> Alıştırma görevi 1
Listenin başından "38;165;149;250" içeren satıra kadar uzanan kısmı, iki uç da dahil olmak üzere, hiç değiştirmeden geri verir misiniz? Resimleri cevaba koymayın.

:: Metin parçası ::

SAHİH-İ MÜSLİM

FAZİLETLER

 

42- MUSA (A.S.)'IN FAZİLETLERİNİN BİR KISMINA DAİR BİR BAB

 

6098-155/1- Bana Muhammed b. Raft' tahdis etti, bize Abdurrezzak tahdis etti, bana Ma'mer, Hemmam b. Münebbih'den şöyle dediğini haber verdi: Bu{nlar) Ebu Hureyre'nin bize Resulullah (Sallallahu aleyhi ve Sellem)'den diye tahdis ettikleridir. Sonra çeşitli hadisler arasırida şunu da zikretti: Yine Resulullah (Sallallahu aleyhi ve Sellem) şöyle buyurdu: "İsrailoğulları çıplak olarak yıkanırlar, biri diğerinin avretine bakardı. Musa (a.s.) ise tek başına yıkanırdı. Bu sebeple: Allah'a yemin olsun ki Musa'nın bizimle birlikte yıkanmasının tek engeli onun hayalarının şişkin olmasıdır, dediler. Bir sefer gusletmek üzere gitti ve elbisesini bir taşın üzerine koydu. Taş elbisesi ile hızlıca uzaklaştı. Bunun üzerine Musa onun arkasından hızlıca koşmaya başladı. Bu arada: Elbisemi ver ey taş! elbisemi ver ey taş! diyordu. Nihayet İsrailoğulları Musa'nın avretine baktılar ve: Allah'a yemin olsun ki Musa'nın bir kusuru yok, dediler. Sonra taş dikildi, hatta ona bakıldı. Musa da elbisesini alıp taşa vurmaya başladı. "

:::
:: Verilen bilgiler ::

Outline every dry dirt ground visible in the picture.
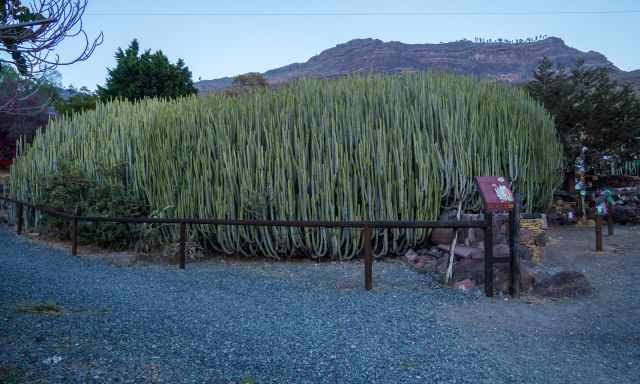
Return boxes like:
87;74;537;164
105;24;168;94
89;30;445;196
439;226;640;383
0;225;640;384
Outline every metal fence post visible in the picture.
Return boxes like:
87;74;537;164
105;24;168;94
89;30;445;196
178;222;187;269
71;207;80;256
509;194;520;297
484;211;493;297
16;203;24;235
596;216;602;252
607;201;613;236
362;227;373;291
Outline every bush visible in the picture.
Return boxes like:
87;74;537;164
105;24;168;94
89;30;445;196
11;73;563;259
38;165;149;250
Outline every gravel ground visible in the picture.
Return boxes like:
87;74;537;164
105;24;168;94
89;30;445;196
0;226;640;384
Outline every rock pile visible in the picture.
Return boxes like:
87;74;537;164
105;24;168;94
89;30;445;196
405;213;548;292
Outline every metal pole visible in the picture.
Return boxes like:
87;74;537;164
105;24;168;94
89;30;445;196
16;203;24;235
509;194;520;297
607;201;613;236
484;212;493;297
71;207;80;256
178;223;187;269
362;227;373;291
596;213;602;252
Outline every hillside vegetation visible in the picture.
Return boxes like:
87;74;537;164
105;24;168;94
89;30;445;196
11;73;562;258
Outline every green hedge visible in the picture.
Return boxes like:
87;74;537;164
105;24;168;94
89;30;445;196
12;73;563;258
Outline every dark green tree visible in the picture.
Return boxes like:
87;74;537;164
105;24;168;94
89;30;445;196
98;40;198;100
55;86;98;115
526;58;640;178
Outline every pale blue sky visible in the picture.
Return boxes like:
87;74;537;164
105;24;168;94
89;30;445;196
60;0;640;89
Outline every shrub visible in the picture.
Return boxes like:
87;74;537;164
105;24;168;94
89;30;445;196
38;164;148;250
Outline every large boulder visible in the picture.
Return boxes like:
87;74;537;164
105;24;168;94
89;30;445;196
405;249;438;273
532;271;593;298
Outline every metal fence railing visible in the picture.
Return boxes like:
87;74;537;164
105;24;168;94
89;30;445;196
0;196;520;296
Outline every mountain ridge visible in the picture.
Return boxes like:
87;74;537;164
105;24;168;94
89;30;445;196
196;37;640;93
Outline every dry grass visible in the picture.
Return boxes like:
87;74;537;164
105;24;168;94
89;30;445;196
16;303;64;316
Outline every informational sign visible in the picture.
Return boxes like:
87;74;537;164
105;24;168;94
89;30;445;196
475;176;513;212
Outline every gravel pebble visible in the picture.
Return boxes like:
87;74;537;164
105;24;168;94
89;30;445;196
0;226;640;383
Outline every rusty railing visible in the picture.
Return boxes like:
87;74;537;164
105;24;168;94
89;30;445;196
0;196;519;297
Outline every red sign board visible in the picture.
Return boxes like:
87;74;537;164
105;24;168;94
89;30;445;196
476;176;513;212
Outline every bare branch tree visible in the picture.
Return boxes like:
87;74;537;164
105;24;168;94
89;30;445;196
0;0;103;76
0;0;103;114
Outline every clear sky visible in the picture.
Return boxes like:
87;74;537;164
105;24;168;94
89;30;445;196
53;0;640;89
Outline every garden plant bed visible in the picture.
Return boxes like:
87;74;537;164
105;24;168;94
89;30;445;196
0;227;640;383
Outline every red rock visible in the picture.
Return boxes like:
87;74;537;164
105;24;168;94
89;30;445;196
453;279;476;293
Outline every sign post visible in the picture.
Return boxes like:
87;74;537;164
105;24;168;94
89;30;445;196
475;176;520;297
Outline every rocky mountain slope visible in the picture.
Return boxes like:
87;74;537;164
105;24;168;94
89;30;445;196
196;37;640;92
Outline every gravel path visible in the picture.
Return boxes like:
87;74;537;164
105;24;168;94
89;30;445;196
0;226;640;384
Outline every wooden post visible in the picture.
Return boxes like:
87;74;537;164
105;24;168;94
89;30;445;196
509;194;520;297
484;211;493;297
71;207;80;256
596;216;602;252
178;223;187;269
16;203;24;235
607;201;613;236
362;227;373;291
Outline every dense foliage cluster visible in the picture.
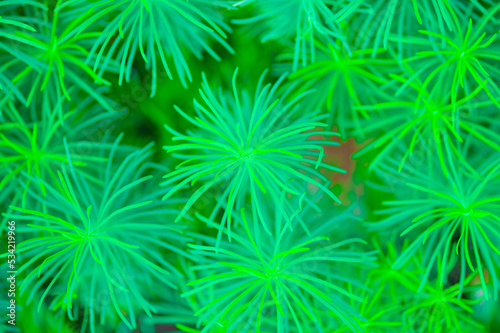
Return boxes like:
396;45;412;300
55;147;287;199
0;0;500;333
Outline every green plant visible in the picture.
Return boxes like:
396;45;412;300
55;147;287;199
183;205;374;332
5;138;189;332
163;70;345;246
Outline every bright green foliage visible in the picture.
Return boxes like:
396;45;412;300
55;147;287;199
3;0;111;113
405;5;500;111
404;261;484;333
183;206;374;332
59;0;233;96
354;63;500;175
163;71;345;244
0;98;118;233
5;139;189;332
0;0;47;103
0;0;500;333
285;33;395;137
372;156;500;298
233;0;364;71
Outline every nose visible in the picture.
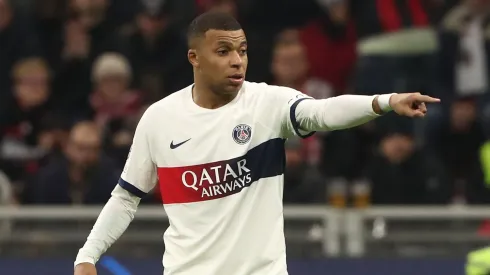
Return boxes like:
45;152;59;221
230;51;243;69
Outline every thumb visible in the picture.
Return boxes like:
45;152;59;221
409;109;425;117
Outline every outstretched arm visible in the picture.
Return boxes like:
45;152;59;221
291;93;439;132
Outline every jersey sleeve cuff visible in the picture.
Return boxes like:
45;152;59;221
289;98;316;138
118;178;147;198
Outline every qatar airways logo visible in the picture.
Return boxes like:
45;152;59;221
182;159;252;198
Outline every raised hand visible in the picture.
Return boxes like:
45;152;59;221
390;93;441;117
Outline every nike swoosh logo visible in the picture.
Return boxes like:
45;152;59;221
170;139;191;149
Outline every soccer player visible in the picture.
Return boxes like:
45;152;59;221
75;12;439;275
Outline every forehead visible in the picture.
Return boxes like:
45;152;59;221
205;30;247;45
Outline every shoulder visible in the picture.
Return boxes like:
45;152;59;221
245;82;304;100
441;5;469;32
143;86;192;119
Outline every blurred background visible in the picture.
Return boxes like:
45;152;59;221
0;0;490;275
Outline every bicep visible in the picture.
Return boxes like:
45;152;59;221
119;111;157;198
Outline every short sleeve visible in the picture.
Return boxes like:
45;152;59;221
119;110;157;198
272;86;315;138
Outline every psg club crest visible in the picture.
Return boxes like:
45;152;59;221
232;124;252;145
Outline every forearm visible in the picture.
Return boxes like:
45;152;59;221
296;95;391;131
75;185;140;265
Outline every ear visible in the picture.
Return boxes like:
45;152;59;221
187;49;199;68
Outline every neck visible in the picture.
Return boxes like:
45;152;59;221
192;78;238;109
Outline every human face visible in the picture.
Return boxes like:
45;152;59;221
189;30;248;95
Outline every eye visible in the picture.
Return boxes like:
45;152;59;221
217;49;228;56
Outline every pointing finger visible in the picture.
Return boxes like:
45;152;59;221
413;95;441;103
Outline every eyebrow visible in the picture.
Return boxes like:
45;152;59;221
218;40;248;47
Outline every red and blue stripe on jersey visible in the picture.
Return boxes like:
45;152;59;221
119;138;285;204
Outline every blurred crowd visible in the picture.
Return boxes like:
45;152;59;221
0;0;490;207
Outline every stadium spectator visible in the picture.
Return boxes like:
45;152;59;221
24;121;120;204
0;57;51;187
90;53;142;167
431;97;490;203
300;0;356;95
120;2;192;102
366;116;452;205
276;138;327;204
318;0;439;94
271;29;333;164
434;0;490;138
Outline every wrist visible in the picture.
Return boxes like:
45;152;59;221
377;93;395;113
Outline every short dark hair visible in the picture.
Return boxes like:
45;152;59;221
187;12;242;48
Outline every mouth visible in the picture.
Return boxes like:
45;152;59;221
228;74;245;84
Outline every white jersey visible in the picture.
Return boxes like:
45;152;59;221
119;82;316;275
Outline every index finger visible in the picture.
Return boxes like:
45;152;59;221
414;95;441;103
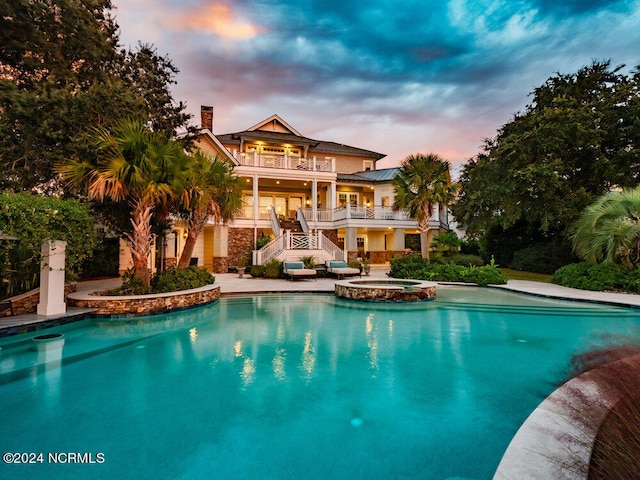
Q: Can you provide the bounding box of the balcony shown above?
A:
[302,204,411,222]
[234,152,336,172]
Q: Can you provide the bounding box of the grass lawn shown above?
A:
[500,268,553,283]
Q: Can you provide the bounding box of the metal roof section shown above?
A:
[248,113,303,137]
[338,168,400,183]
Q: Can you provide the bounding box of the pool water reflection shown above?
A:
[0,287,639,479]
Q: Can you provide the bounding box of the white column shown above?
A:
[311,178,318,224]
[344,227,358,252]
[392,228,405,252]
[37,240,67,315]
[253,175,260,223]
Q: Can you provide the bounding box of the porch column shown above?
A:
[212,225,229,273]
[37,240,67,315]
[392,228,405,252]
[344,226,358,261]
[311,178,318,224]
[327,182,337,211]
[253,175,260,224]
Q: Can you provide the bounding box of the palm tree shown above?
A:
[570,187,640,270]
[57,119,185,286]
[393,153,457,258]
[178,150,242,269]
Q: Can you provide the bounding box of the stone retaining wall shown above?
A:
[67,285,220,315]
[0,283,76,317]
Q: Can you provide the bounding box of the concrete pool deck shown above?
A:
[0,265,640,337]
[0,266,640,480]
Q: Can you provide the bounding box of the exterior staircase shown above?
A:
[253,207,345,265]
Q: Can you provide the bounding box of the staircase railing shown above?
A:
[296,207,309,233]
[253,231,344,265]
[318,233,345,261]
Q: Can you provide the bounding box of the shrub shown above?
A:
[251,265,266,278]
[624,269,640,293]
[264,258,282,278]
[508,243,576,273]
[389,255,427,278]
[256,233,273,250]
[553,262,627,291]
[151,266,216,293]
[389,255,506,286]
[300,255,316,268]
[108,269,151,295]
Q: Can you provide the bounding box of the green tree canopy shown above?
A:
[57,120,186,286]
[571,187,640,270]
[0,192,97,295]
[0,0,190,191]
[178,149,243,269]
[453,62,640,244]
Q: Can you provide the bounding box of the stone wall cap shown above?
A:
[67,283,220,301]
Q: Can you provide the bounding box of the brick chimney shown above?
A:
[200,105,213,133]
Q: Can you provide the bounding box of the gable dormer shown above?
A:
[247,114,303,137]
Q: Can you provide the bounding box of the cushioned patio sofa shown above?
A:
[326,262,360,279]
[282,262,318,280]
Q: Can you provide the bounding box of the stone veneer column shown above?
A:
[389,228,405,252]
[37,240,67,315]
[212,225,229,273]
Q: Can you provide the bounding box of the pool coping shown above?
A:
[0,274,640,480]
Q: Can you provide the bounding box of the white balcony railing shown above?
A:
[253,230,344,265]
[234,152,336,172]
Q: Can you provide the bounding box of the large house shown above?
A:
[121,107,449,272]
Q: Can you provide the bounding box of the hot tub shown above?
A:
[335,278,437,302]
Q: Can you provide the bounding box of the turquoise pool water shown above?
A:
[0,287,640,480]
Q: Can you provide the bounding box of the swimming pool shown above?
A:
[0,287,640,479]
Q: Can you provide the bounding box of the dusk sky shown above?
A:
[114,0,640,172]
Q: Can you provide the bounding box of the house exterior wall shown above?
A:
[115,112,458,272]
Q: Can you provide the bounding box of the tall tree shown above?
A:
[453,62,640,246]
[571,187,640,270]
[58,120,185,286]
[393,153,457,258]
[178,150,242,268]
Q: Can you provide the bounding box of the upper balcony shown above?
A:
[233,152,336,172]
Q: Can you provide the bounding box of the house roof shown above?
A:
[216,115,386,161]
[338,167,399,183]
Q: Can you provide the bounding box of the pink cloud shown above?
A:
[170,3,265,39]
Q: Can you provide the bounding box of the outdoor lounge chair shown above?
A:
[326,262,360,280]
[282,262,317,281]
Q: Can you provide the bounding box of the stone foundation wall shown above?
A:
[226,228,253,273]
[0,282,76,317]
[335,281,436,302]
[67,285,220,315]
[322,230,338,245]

:::

> Alıştırma görevi 2
Musa (a.s.) hakkındaki hadiste, Resulullah (Sallallahu aleyhi ve Sellem) dışında rivayet zincirinde adı geçen raviler kimlerdir? Metindeki sırayla yazın.

> Doğru çıktı 1
Outline every dry dirt ground visible in the picture.
Return boxes like:
87;74;537;164
105;24;168;94
89;30;445;196
439;226;640;383
0;225;640;384
Outline every metal fence post visible in the picture.
Return boxes like:
87;74;537;164
105;24;168;94
89;30;445;196
178;222;187;269
71;207;80;256
509;194;520;297
484;211;493;297
16;203;24;235
596;216;602;252
607;201;613;236
362;227;373;291
Outline every bush visible in the picture.
Return boxes like:
87;74;537;164
105;24;168;94
89;30;445;196
11;73;563;259
38;165;149;250

> Doğru çıktı 2
Muhammed b. Raft'
Abdurrezzak
Ma'mer
Hemmam b. Münebbih
Ebu Hureyre